→ DO THIS
Pick out every line in the records below that contains the string "blue" and copy each one.

→ MATERIALS PROVIDED
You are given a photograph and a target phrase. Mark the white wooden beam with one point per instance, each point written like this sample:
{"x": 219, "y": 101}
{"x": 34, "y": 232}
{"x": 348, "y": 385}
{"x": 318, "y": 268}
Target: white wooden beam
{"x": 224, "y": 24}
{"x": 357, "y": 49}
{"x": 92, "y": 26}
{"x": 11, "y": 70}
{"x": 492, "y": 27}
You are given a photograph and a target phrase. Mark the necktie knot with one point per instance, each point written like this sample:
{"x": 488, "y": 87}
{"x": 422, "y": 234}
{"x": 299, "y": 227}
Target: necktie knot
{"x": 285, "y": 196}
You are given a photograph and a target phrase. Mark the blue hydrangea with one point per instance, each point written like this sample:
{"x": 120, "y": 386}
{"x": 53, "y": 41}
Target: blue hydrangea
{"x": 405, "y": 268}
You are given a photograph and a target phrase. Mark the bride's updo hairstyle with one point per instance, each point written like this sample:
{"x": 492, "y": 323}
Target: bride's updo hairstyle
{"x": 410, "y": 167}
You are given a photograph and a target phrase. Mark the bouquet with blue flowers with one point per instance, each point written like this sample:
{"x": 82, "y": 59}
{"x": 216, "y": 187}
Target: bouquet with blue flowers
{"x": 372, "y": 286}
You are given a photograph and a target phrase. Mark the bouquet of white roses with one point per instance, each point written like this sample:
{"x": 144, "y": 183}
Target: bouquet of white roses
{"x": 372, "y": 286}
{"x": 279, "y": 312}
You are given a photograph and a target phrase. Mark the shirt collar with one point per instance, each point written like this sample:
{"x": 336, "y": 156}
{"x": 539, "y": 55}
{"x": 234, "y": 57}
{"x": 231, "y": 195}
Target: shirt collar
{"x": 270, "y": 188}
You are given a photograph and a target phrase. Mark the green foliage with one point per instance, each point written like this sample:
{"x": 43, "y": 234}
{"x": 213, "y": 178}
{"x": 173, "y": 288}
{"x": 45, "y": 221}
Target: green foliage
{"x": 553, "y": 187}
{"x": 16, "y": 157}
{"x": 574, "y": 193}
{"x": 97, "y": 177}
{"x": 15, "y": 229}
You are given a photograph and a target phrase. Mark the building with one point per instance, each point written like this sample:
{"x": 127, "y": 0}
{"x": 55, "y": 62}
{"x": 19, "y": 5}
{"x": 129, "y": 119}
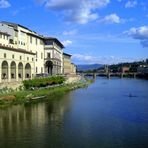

→ WORKED ANSWER
You are given a photograph and a target phrase. Mark the blue hydrangea with one point per instance, each point written like this sample:
Target: blue hydrangea
You are given a photograph and a target phrase. Mark the bouquet with blue flowers with one point per instance, each point written like this sample:
Target: bouquet with blue flowers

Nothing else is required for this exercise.